_Task statement_
The task calls for the count of lines containing "target" in these records, given as a number with no other words.

Top of Records supplied

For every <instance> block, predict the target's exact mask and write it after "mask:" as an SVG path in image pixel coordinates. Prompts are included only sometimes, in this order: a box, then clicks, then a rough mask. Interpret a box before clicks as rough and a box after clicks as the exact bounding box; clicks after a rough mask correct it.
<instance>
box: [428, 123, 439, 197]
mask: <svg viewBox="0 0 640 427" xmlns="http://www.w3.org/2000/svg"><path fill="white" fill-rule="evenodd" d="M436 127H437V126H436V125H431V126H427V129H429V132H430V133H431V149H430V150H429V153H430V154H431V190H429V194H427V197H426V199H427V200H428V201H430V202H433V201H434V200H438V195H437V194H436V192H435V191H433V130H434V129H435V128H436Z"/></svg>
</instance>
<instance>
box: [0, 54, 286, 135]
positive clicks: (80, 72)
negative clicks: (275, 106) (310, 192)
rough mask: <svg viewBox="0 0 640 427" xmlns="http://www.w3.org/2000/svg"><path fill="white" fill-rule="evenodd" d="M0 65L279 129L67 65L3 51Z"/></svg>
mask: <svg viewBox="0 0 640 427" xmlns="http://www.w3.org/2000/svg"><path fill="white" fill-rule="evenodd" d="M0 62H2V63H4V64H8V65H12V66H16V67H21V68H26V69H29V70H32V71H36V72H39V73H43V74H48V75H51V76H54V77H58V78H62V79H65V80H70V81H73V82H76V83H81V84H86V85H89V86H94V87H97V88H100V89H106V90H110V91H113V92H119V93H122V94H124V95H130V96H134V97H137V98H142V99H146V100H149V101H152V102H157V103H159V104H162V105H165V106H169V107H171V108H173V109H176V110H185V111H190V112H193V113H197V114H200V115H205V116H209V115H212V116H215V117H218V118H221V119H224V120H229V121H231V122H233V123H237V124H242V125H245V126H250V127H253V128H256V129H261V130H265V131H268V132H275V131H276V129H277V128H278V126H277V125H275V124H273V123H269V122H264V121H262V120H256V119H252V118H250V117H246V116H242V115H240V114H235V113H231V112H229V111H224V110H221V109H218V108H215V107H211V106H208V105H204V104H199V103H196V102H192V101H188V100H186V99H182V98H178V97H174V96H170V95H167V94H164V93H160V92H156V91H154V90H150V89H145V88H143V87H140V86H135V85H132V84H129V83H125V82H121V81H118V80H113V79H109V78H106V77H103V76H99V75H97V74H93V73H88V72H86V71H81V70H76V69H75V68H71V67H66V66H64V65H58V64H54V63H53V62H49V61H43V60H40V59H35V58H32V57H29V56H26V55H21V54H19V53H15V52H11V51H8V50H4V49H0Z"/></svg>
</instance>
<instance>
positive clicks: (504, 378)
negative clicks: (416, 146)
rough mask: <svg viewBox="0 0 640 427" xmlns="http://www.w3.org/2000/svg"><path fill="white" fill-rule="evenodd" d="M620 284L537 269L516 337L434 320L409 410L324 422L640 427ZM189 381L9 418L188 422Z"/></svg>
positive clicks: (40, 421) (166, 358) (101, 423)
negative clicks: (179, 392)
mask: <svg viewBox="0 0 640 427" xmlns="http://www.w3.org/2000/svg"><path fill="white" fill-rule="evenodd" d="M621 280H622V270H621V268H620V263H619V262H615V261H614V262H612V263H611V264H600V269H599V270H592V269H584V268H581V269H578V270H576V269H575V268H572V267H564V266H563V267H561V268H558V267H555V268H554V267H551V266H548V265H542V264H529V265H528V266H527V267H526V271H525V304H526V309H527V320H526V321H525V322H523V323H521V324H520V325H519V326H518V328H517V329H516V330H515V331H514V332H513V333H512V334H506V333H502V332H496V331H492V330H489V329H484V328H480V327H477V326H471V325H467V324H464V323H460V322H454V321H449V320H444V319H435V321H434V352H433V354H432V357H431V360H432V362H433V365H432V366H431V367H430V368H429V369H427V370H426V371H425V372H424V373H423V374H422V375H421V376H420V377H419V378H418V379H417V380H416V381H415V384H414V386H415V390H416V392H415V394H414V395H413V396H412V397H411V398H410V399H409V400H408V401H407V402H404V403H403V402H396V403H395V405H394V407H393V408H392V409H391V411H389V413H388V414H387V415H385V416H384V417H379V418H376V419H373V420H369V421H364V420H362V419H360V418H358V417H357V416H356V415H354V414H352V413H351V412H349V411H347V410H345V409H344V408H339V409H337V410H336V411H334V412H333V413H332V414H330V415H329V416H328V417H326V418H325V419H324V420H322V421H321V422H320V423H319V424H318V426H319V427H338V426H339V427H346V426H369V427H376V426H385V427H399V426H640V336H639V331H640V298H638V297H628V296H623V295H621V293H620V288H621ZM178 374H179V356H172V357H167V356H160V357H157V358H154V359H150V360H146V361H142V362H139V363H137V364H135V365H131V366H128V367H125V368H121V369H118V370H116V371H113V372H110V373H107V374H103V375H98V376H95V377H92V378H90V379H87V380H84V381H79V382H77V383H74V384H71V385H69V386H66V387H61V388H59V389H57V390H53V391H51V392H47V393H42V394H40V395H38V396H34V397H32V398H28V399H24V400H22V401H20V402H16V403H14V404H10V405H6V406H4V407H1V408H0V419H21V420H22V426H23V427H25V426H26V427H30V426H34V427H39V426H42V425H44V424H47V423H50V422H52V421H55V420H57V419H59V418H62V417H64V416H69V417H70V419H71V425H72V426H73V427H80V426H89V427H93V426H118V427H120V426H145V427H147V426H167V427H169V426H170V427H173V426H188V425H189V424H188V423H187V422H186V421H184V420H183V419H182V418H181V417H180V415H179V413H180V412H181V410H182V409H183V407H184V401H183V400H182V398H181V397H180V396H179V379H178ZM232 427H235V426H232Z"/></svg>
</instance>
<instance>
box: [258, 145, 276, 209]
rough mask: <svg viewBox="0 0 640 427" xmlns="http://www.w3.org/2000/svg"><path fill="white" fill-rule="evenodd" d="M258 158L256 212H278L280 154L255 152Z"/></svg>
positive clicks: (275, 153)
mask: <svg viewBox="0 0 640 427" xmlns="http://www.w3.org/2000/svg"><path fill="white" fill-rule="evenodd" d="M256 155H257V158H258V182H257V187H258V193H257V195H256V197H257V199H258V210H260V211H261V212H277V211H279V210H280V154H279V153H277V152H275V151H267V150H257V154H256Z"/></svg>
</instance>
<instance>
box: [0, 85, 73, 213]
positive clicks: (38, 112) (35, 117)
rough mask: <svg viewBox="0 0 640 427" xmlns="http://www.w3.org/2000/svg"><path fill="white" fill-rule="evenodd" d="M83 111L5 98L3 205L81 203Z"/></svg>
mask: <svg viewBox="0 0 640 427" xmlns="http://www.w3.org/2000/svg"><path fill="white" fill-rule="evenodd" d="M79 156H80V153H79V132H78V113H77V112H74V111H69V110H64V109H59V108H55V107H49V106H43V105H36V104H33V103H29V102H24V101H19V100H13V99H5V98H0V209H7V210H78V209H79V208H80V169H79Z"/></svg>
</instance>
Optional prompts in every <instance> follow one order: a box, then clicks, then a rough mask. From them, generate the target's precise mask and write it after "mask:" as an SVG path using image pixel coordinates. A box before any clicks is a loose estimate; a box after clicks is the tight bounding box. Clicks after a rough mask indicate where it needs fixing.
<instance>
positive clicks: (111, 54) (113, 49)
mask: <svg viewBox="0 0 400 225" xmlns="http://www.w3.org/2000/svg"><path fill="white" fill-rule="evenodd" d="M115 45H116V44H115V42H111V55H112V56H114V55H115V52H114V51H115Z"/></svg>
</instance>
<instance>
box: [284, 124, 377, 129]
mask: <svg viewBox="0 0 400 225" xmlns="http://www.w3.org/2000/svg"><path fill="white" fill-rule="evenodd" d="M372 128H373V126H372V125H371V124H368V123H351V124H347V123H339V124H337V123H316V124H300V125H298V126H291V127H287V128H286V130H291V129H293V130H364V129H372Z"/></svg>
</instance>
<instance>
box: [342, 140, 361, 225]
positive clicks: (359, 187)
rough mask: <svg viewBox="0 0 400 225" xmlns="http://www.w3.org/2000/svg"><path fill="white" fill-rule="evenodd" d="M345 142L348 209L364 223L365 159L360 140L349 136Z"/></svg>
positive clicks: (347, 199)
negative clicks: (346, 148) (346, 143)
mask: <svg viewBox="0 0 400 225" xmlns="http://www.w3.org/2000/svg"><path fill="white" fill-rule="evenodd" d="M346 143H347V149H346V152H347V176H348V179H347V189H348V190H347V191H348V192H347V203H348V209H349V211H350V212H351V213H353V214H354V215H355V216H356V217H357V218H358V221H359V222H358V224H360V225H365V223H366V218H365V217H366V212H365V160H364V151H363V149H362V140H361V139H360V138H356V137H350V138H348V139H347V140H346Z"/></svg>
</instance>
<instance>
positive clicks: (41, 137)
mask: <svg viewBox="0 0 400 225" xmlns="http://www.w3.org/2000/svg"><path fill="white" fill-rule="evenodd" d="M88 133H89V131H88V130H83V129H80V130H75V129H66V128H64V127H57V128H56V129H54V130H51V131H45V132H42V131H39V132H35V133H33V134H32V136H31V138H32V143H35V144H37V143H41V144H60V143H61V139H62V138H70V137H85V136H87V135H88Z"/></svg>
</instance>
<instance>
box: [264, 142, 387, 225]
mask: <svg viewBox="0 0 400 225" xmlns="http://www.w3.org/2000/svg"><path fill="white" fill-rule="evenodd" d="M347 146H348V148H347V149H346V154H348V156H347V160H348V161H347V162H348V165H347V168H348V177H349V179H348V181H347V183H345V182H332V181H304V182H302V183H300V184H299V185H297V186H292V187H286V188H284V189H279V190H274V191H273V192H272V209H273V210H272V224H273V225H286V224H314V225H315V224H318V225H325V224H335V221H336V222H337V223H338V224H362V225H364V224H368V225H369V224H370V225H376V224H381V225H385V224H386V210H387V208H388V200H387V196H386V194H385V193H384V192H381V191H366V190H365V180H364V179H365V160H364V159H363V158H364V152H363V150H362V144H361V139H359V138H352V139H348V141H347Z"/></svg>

Bottom of Records supplied

_Response to the task_
2